• _Extrait du texte_:
■ ■ ■ ■ ■ ■ ■
Sous les projecteurs de Singapour, l’écurie Haas abordera de nouvelles « couleurs ». Bon, il s’agit de changements très mineurs, l’écurie ayant simplement décidé de se dissocier définitivement de Rich Energy, son commanditaire titre depuis le début de la saison. Puisqu’aucune mention de cette compagnie ne se retrouvera sur la voiture, Haas présentera donc une voiture presque totalement noire.

 

À l’image de la saison de l’écurie américaine.
■ ■ ■ ■ ■ ■ ■
• _Extrait de données_:
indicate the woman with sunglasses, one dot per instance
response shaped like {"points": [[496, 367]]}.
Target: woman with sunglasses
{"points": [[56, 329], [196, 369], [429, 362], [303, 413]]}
■ ■ ■ ■ ■ ■ ■
• _Consignes à suivre_:
Recopiez sans rien changer le passage du texte sur l'écurie Haas qui commence aux mots « Sous les projecteurs » et s'arrête après les mots « presque totalement noire. ».

• _Réponse attendue_:
Sous les projecteurs de Singapour, l’écurie Haas abordera de nouvelles « couleurs ». Bon, il s’agit de changements très mineurs, l’écurie ayant simplement décidé de se dissocier définitivement de Rich Energy, son commanditaire titre depuis le début de la saison. Puisqu’aucune mention de cette compagnie ne se retrouvera sur la voiture, Haas présentera donc une voiture presque totalement noire.